Using NuGet with autonomous repositories by Mark Seemann
NuGet is a great tool if used correctly. Here's one way to do it.
In my recent post about NuGet, I described why the Package Restore feature is insidious. As expected, this provoked some readers, who didn't like my recommendation of adding NuGet packages to source control. That's understandable; the problem with a rant like my previous post is that while it tells you what not to do, it's not particularly constructive. While I told you to store NuGet packages in your source control system, I didn't describe patterns for doing it effectively. My impression was that it's trivial to do this, but based on the reactions I got, I realize that this may not be the case. Could it be that some readers react strongly because they don't know what else to do (than to use NuGet Package Restore)? In this post, I'll describe a way to use and organize NuGet packages that have worked well for me in several organizations.
In Grean we use NuGet in a sort of Publish/Subscribe style. This is a style I've also used in other organizations, to great effect. It's easy: create reusable components as autonomous libraries, and publish them as NuGet packages. If you don't feel like sharing your internal building blocks with the rest of the world, you can use a custom, internal package repository, or you can use MyGet (that's what we do in Grean).
A reusable component may be some package you've created for internal use. Something that packages the way you authenticate, log, instrument, render, etc. in your organization.

[Job]: Please list the activities that the post about NuGet names as things a reusable component might package for an organization. The material that follows has no connection to the post about NuGet.

[Data lines]:
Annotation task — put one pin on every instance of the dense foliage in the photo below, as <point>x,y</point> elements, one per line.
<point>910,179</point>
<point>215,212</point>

[Complete output]: authenticate, log, instrument, render